- _ASSIGNMENT_
Run through the records and show each line that includes the string "green".
── EXTRACTED INFORMATION
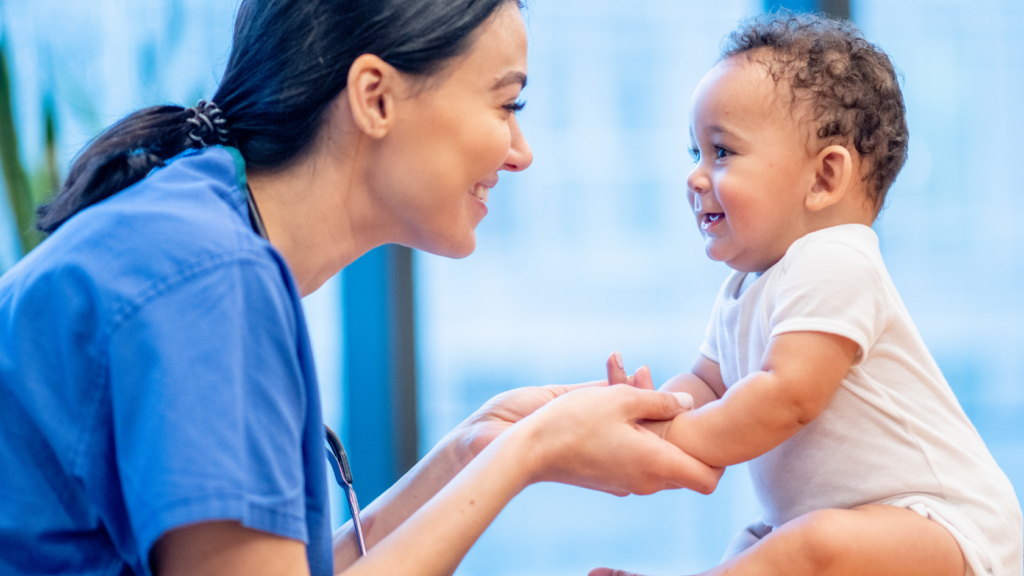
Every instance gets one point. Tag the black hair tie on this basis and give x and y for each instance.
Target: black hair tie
(207, 122)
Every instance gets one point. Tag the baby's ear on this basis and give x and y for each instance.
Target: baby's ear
(833, 172)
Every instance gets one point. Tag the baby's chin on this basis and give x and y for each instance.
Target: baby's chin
(739, 262)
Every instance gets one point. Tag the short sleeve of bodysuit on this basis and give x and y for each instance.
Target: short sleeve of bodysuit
(209, 403)
(830, 286)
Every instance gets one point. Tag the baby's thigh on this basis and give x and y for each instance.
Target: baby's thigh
(871, 539)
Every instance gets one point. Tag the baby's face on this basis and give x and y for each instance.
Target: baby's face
(753, 169)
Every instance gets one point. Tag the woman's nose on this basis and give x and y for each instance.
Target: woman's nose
(520, 156)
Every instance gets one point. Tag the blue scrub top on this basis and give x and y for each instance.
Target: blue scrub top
(156, 371)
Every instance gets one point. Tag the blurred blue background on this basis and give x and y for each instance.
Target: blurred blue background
(593, 249)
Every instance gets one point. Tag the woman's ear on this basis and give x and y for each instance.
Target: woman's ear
(372, 83)
(833, 172)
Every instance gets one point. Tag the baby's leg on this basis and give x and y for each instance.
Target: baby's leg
(866, 540)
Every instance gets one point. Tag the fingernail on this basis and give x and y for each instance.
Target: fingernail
(685, 400)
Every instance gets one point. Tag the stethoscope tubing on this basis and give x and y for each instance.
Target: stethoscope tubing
(343, 474)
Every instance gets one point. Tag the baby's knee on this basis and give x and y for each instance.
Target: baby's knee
(815, 541)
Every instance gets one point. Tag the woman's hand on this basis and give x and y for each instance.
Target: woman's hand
(499, 413)
(592, 438)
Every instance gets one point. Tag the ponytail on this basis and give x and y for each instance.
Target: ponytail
(290, 59)
(117, 159)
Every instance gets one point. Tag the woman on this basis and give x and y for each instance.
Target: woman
(164, 416)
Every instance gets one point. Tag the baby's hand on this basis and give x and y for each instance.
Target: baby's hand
(616, 373)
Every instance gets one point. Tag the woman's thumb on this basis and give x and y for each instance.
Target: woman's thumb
(662, 405)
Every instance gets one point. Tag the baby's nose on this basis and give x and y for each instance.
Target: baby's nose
(697, 181)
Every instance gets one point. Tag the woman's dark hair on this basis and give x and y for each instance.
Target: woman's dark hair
(850, 84)
(290, 58)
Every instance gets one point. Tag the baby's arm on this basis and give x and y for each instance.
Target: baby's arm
(800, 372)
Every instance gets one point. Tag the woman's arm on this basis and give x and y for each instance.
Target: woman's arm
(432, 472)
(589, 438)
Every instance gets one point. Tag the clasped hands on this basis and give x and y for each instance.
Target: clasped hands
(595, 435)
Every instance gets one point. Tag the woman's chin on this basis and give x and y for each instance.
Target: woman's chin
(455, 248)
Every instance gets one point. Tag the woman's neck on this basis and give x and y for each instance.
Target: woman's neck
(316, 216)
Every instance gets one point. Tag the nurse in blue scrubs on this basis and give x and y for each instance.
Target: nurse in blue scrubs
(159, 412)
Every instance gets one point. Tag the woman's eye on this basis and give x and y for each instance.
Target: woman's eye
(515, 107)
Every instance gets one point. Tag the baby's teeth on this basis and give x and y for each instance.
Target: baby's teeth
(481, 192)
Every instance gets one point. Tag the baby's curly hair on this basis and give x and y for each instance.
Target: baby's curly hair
(850, 84)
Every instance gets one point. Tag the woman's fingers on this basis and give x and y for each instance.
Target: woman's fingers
(672, 465)
(651, 405)
(610, 572)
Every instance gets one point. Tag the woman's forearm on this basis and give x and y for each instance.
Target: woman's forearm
(395, 505)
(437, 532)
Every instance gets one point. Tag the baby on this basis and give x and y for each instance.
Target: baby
(812, 369)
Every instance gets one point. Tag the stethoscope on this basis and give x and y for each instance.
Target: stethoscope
(335, 451)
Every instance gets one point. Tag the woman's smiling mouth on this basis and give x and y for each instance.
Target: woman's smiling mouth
(711, 218)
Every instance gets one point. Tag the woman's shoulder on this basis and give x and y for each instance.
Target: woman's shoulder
(184, 220)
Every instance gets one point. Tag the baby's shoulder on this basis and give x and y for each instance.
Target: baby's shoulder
(845, 250)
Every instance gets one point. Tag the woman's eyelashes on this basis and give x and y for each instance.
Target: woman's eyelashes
(515, 107)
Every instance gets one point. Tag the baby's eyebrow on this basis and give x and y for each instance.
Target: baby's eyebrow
(719, 129)
(511, 78)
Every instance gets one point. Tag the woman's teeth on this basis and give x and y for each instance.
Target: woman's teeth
(481, 192)
(711, 218)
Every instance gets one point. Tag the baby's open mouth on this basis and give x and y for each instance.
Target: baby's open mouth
(480, 192)
(710, 218)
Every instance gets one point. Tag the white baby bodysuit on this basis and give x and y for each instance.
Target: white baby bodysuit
(894, 432)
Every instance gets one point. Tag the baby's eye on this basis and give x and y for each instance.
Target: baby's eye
(515, 107)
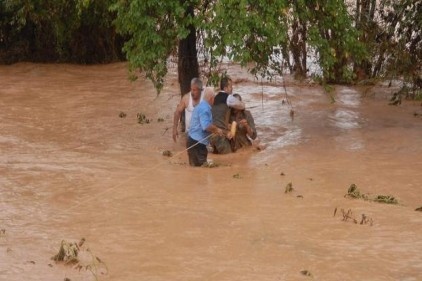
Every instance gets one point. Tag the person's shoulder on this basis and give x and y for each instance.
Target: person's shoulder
(185, 98)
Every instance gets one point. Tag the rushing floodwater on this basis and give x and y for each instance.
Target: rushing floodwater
(71, 168)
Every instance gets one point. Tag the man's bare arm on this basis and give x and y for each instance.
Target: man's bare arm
(177, 114)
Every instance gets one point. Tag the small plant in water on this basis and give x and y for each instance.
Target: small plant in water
(70, 254)
(353, 192)
(142, 119)
(167, 153)
(387, 199)
(306, 273)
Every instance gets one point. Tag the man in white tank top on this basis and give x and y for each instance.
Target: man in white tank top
(187, 104)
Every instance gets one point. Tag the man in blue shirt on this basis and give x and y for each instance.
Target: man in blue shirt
(200, 130)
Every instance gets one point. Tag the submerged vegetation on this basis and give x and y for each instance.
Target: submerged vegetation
(348, 41)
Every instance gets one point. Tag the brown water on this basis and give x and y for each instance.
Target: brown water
(71, 168)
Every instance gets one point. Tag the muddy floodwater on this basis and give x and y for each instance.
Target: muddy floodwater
(71, 167)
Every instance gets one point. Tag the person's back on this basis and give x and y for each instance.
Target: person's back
(220, 117)
(220, 110)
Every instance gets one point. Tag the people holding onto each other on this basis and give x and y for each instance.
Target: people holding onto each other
(220, 117)
(245, 128)
(201, 125)
(187, 104)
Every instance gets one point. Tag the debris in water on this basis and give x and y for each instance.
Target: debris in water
(348, 216)
(306, 273)
(167, 153)
(142, 119)
(210, 164)
(73, 253)
(292, 114)
(353, 192)
(68, 253)
(396, 98)
(365, 220)
(288, 188)
(387, 199)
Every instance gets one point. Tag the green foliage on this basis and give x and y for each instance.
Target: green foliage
────
- _ANSWER TO THE EXERCISE_
Every instance gets one point. Tag the green foliage on this basis and give x and y for each instance.
Target: green foliage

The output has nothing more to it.